Assigned task ▸ The line that contains "TARGET: slate roof" marks the end: retype the data below exactly from its first line through that line.

Given information ▸
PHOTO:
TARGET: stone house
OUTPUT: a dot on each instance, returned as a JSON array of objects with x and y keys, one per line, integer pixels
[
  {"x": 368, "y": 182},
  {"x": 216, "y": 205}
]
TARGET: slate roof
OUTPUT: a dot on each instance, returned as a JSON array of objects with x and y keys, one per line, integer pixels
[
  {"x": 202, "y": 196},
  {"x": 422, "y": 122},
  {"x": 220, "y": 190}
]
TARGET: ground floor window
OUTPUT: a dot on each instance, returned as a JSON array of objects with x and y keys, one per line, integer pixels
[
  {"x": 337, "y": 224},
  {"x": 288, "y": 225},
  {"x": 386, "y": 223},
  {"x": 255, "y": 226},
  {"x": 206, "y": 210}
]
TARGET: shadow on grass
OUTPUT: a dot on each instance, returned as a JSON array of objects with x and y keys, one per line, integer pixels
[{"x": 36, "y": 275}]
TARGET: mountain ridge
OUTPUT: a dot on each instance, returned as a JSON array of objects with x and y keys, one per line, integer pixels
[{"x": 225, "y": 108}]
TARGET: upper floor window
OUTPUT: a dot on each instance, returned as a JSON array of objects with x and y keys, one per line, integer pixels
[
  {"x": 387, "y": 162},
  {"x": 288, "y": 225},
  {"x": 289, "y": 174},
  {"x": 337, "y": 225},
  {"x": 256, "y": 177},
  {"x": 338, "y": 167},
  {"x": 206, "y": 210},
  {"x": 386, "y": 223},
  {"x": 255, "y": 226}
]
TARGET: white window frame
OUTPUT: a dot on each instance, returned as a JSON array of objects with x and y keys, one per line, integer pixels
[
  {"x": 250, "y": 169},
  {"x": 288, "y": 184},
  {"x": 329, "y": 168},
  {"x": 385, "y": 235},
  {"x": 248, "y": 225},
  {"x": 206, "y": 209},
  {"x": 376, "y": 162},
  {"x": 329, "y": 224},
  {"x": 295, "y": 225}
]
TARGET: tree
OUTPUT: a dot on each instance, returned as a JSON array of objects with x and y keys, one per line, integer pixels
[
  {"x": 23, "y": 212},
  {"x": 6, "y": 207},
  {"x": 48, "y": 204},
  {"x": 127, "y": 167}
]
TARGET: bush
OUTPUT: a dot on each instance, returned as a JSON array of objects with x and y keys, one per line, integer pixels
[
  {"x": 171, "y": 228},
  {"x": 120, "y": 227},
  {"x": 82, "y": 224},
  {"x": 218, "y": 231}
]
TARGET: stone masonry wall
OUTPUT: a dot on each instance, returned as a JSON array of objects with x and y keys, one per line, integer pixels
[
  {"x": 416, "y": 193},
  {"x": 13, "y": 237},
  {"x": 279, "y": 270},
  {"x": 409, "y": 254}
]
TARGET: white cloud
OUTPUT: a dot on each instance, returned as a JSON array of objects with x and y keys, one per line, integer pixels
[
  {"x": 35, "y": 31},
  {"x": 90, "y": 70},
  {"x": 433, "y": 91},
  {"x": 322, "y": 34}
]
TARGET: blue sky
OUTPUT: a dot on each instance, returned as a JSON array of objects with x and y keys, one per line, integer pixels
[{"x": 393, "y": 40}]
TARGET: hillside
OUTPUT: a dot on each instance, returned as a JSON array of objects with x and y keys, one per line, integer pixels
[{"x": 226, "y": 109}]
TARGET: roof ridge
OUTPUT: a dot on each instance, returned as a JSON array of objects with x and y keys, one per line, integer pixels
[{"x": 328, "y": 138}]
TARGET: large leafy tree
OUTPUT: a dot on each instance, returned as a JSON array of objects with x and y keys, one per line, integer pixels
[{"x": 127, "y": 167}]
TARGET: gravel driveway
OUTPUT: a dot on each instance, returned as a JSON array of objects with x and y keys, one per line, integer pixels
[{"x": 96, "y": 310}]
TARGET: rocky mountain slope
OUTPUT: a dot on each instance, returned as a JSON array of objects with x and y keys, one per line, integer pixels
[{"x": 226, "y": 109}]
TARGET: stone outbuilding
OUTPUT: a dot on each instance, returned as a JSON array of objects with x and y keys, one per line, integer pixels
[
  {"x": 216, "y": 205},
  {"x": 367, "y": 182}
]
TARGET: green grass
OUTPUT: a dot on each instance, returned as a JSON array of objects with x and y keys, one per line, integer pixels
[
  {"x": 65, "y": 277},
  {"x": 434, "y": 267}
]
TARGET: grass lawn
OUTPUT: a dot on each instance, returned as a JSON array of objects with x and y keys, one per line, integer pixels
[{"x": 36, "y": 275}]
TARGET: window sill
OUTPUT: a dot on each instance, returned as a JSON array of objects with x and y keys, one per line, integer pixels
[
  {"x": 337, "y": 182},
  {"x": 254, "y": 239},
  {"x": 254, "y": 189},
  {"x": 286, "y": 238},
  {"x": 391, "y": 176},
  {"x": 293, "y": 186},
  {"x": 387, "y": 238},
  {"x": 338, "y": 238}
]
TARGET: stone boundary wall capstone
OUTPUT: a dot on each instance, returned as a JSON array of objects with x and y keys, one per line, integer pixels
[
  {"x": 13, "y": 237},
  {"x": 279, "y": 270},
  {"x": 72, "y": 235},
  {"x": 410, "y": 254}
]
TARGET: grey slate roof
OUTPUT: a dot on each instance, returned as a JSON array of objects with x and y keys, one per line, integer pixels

Worked solution ▸
PHOTO:
TARGET: stone house
OUTPUT: a dot on each instance, returned as a JSON array of objects with x and y keys, one per line, integer pixels
[
  {"x": 368, "y": 182},
  {"x": 216, "y": 205}
]
TARGET: slate roof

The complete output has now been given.